• **Your goal**
Everything from the line containing "positive clicks: (60, 135)" through the line containing "positive clicks: (103, 53) (87, 21) (89, 32)" should be repeated exactly, and nothing else from the data.
★ ★ ★ ★ ★
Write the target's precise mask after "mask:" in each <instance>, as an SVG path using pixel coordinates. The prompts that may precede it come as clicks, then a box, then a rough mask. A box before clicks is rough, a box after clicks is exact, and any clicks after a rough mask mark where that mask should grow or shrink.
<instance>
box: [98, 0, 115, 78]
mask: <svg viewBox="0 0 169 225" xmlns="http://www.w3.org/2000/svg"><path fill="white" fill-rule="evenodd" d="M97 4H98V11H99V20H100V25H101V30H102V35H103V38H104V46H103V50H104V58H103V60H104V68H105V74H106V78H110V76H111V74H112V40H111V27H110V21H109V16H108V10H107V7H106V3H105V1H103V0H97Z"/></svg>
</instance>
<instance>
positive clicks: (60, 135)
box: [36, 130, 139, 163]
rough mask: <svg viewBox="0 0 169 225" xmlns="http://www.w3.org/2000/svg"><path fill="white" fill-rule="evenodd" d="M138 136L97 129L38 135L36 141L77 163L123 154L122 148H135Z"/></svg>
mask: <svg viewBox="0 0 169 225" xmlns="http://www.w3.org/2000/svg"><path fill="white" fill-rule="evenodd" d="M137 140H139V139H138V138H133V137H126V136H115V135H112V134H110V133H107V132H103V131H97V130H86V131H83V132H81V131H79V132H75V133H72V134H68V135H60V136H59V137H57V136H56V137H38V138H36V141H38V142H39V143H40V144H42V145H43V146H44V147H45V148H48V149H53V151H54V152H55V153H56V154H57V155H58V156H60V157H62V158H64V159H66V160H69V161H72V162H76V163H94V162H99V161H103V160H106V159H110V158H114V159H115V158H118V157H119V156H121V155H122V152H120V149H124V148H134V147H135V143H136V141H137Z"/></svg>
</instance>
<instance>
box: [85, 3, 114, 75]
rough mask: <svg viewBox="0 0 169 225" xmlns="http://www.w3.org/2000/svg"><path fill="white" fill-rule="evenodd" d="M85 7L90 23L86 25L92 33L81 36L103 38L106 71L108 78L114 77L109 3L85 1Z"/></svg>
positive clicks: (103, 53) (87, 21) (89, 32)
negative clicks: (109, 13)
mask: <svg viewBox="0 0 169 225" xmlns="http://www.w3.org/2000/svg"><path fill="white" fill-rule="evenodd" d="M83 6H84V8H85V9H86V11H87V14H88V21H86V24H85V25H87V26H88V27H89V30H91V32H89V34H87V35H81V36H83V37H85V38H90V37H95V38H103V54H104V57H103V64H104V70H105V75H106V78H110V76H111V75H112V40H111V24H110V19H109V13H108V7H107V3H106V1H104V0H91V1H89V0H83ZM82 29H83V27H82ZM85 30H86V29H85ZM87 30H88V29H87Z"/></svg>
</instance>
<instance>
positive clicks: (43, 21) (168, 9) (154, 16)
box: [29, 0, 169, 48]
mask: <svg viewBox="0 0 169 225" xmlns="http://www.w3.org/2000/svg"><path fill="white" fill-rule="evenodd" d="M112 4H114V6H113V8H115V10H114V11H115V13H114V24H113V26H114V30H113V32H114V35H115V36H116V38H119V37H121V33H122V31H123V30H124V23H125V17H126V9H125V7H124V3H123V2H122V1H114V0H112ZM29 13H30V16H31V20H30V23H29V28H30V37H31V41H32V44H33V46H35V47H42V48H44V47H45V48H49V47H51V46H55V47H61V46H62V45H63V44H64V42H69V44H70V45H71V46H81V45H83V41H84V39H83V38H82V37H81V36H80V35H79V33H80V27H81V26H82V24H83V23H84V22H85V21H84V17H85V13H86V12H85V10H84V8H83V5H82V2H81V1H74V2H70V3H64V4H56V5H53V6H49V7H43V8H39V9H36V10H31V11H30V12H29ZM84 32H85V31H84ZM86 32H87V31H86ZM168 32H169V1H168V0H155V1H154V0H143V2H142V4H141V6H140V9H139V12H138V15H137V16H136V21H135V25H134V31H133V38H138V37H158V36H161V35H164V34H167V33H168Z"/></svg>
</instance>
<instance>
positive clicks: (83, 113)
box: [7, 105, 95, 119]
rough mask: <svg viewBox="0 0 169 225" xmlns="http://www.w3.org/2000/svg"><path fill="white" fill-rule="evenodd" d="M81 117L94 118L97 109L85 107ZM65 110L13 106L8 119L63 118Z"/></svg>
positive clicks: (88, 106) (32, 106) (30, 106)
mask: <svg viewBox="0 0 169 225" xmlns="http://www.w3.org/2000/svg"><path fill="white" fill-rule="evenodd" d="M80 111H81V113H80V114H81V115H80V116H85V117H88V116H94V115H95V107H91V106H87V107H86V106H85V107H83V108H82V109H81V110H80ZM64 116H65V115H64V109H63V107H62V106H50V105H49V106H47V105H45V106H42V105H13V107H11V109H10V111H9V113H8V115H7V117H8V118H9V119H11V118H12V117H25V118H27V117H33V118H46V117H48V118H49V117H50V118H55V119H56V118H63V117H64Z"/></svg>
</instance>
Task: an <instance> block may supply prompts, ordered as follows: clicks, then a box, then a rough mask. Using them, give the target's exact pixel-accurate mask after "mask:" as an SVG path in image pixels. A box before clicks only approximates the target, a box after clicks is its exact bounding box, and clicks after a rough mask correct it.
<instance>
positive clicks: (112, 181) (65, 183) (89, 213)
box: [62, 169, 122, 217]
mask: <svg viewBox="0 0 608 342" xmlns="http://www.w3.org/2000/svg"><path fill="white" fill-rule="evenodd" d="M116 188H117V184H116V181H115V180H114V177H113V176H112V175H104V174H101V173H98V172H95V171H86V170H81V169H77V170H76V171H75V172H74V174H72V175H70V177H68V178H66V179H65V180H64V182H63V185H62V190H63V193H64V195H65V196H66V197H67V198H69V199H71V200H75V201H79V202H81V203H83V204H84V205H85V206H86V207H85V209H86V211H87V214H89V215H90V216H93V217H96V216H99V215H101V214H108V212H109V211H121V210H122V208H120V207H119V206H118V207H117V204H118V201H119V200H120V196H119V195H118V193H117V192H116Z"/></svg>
★ ★ ★ ★ ★
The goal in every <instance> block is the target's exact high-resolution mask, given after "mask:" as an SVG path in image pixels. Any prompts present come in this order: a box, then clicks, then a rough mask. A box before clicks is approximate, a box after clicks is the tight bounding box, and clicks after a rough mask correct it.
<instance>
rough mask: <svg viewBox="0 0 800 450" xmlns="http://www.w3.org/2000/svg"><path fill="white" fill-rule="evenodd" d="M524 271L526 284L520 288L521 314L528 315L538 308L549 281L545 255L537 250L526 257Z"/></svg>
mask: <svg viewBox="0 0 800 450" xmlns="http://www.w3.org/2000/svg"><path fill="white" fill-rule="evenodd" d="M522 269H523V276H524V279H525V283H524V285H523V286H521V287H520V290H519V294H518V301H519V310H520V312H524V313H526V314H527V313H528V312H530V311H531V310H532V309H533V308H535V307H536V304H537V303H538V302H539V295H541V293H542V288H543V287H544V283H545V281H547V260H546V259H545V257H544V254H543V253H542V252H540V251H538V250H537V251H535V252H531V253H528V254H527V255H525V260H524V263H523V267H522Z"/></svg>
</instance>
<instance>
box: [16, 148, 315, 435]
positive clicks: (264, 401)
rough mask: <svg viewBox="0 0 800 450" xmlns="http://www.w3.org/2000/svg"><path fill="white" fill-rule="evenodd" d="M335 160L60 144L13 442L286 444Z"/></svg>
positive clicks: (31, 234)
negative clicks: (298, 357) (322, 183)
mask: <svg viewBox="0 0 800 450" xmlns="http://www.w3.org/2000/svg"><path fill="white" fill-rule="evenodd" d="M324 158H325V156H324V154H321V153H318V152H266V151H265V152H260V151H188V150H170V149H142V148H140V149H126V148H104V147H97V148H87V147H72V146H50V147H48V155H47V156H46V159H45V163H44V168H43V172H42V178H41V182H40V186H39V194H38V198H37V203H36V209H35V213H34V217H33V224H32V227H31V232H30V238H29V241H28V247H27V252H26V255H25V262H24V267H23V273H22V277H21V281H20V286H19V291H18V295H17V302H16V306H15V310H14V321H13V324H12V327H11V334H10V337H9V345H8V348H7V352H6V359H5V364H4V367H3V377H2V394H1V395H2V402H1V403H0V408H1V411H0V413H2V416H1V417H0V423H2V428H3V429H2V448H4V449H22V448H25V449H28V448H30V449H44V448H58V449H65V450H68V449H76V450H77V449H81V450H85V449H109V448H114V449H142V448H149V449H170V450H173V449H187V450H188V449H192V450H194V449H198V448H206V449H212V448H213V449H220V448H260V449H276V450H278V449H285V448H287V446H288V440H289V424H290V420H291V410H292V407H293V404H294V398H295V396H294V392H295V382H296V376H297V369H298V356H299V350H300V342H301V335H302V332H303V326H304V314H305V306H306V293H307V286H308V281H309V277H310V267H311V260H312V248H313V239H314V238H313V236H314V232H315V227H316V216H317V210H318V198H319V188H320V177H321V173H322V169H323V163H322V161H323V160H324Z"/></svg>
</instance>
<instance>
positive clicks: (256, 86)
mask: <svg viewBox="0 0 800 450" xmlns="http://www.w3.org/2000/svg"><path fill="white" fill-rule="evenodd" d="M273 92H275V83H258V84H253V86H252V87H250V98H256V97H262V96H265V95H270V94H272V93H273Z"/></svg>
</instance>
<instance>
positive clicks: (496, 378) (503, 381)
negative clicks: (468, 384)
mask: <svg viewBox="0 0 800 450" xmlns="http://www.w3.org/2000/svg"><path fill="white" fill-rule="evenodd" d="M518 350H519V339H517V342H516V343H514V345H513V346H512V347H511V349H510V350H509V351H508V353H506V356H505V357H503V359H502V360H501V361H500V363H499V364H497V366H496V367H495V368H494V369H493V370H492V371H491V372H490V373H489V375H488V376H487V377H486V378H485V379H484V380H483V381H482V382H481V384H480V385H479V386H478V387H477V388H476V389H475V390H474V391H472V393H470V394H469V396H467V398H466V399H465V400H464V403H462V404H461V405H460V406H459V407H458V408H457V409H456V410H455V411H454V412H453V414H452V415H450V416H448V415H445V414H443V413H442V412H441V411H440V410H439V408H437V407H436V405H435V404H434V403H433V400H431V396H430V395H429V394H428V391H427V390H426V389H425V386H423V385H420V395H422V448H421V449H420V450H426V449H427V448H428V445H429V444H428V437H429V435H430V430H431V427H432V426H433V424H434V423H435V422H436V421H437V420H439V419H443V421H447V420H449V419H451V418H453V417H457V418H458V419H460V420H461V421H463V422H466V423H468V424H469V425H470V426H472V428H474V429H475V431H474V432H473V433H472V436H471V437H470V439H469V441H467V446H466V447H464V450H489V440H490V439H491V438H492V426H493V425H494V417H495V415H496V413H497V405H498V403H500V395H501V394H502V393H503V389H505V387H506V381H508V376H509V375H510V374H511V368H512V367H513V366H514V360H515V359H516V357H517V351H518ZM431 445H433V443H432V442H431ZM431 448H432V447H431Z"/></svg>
★ ★ ★ ★ ★
• **Response for this exercise**
positive clicks: (60, 135)
box: [36, 130, 139, 163]
rough mask: <svg viewBox="0 0 169 225" xmlns="http://www.w3.org/2000/svg"><path fill="white" fill-rule="evenodd" d="M138 136L97 129L38 135L36 141L77 163L123 154L122 148H135Z"/></svg>
mask: <svg viewBox="0 0 169 225" xmlns="http://www.w3.org/2000/svg"><path fill="white" fill-rule="evenodd" d="M137 140H139V139H138V138H133V137H126V136H115V135H112V134H110V133H107V132H103V131H97V130H86V131H83V132H81V131H79V132H75V133H72V134H68V135H60V136H59V137H57V136H56V137H38V138H36V141H38V142H39V143H40V144H42V145H43V146H44V147H45V148H48V149H53V151H54V152H55V153H56V154H57V155H58V156H60V157H62V158H64V159H66V160H69V161H72V162H76V163H94V162H99V161H103V160H106V159H110V158H114V159H115V158H118V157H119V156H121V155H122V152H120V149H124V148H134V147H135V143H136V141H137Z"/></svg>
</instance>
<instance>
box: [85, 3, 114, 75]
rough mask: <svg viewBox="0 0 169 225" xmlns="http://www.w3.org/2000/svg"><path fill="white" fill-rule="evenodd" d="M85 7L90 23L86 25L92 33L81 36L103 38L106 71L108 78L114 77L109 3L85 1Z"/></svg>
positive clicks: (103, 53) (87, 21) (89, 32)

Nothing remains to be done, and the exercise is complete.